--- START ---

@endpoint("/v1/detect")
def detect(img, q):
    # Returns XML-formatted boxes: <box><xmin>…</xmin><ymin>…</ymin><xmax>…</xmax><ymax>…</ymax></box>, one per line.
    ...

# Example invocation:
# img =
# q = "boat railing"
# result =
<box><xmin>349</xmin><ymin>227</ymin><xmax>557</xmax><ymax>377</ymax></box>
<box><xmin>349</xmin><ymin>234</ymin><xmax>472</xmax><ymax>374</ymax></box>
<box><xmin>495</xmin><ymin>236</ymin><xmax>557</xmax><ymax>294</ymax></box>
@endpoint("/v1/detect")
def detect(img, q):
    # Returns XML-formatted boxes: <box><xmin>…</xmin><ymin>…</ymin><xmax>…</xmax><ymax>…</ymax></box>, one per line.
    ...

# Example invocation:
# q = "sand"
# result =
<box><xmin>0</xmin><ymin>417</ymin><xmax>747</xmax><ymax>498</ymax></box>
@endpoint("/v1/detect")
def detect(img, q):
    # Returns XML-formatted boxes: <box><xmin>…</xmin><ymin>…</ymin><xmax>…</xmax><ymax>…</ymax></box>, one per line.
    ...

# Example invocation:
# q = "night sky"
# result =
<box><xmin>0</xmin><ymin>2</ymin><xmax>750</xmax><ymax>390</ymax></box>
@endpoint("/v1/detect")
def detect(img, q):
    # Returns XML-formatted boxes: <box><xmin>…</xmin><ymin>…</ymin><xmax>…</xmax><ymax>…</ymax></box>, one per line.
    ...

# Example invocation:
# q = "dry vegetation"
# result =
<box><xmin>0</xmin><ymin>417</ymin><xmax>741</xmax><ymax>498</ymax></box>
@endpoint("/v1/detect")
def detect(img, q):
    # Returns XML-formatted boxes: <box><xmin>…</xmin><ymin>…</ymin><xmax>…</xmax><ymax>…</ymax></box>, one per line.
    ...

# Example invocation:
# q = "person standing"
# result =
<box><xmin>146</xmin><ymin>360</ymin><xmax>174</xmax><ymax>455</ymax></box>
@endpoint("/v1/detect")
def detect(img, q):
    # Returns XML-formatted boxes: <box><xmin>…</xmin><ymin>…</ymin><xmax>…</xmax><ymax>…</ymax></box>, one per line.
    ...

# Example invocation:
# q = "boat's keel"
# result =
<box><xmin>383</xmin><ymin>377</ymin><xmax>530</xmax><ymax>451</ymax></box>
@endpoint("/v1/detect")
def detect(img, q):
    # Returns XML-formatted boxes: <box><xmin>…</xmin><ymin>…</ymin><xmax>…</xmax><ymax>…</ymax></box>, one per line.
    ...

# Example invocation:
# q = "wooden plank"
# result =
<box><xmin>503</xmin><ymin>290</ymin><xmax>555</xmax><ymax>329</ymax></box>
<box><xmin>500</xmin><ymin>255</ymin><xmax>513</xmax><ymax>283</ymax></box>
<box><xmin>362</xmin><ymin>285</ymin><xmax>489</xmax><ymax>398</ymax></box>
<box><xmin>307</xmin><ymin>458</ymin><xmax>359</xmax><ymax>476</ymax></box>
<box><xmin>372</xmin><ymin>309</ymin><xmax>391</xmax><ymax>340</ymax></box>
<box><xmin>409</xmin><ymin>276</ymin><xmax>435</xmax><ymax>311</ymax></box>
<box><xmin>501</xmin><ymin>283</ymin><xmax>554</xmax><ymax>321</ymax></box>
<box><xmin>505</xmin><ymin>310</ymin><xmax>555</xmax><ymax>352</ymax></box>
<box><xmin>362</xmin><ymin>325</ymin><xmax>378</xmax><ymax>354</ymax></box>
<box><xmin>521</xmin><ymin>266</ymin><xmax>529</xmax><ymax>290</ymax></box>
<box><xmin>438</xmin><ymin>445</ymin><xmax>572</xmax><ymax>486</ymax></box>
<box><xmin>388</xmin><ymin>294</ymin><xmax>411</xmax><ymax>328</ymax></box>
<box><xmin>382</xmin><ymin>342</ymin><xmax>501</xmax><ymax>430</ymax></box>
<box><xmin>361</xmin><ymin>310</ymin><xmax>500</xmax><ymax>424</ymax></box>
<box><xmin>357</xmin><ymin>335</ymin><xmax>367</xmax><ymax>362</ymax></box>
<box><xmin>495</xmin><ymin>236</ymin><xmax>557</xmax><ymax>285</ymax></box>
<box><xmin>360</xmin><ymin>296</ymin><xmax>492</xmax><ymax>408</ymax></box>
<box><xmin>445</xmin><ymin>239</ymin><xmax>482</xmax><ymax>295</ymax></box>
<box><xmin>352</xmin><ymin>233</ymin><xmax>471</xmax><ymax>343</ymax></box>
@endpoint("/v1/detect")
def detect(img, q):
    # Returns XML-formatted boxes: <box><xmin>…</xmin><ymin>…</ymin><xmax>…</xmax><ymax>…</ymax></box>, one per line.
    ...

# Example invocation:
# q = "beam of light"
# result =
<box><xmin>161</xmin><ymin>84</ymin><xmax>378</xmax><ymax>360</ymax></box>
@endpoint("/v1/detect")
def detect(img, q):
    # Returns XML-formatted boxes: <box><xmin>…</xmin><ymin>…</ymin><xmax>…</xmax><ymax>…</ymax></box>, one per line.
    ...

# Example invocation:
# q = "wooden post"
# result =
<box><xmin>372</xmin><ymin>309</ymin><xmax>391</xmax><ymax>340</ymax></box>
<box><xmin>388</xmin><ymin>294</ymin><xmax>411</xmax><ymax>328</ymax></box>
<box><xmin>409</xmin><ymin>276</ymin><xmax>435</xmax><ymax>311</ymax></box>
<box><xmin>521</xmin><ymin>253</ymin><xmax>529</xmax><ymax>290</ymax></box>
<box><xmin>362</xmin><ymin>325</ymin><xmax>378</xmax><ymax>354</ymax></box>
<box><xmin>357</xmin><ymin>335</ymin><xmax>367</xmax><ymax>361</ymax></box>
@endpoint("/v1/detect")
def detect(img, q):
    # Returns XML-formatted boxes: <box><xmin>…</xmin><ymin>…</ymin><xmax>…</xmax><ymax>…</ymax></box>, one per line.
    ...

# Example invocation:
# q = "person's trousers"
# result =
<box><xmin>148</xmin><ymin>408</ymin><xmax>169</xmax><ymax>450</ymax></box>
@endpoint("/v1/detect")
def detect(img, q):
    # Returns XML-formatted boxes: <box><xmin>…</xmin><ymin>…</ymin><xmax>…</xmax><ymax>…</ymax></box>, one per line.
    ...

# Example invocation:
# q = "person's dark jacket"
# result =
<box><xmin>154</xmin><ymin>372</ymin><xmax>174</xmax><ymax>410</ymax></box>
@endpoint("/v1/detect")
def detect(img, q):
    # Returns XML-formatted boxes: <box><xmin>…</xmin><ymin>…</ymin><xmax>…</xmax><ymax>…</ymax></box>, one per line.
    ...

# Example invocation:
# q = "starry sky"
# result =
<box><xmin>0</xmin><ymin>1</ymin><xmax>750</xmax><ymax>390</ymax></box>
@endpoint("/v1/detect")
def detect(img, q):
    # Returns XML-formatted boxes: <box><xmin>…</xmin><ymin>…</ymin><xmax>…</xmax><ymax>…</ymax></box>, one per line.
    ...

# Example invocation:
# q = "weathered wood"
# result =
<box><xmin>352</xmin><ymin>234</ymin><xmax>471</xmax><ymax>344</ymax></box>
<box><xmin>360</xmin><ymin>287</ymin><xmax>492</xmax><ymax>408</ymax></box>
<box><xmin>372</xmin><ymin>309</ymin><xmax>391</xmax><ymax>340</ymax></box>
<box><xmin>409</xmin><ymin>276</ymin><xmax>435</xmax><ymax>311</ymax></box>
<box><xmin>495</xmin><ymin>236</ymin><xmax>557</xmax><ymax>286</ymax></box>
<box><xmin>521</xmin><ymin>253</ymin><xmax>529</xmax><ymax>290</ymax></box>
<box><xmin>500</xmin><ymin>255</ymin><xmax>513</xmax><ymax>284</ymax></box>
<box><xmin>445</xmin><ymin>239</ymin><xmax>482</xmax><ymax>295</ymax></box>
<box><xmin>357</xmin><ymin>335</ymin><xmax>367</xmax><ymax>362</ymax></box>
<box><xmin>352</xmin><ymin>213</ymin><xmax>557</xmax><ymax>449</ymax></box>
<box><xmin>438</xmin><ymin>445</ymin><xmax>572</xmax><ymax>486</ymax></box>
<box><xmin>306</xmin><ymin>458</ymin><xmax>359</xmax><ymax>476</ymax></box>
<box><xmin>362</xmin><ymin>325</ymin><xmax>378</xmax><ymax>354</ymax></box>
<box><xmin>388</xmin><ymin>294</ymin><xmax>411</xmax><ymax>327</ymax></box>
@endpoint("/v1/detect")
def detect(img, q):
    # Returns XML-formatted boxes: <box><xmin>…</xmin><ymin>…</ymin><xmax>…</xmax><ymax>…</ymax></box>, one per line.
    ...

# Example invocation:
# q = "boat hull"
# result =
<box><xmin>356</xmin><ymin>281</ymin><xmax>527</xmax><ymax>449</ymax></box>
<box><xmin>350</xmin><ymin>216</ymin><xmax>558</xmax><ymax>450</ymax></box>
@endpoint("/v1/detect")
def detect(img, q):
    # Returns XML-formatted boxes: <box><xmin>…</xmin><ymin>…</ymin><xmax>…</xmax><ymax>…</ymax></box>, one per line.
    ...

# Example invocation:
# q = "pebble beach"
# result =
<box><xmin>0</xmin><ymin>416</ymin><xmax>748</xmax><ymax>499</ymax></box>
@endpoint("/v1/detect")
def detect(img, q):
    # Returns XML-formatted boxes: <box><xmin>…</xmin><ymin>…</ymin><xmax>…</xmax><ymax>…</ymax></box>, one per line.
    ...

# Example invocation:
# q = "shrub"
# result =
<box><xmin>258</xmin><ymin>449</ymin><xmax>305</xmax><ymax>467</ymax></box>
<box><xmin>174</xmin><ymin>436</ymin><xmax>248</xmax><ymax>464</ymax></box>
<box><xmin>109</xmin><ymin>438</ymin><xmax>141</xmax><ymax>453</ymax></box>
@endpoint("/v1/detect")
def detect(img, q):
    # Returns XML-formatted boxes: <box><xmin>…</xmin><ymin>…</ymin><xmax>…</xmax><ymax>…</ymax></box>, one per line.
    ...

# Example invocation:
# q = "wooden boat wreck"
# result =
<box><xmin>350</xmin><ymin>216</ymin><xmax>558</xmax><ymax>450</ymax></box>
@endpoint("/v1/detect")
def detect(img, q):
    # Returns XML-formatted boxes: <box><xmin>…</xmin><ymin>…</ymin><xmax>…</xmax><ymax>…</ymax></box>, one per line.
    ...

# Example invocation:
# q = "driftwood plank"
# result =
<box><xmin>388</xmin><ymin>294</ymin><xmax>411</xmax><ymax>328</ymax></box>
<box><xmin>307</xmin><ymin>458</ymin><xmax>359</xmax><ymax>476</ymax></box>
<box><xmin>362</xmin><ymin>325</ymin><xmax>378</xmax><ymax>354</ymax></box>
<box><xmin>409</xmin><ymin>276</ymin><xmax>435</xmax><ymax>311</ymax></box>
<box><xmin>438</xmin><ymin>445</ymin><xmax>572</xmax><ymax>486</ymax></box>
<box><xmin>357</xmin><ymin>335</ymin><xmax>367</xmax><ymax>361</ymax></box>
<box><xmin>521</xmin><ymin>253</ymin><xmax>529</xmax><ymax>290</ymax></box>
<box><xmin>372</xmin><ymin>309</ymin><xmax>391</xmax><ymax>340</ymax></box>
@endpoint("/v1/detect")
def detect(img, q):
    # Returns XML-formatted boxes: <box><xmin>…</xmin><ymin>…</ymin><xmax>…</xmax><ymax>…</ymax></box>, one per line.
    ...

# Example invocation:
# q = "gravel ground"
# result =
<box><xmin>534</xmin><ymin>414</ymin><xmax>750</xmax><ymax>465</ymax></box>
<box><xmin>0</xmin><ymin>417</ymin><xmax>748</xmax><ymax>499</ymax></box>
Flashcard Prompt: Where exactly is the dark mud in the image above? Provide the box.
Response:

--- END ---

> What you have to do: All lines from the line containing "Flashcard Prompt: Where" through the end of the listing above are to be duplicated exactly; include both ends and nothing further.

> Task result:
Flashcard Prompt: Where exactly is the dark mud in the image above? Provide the box.
Response:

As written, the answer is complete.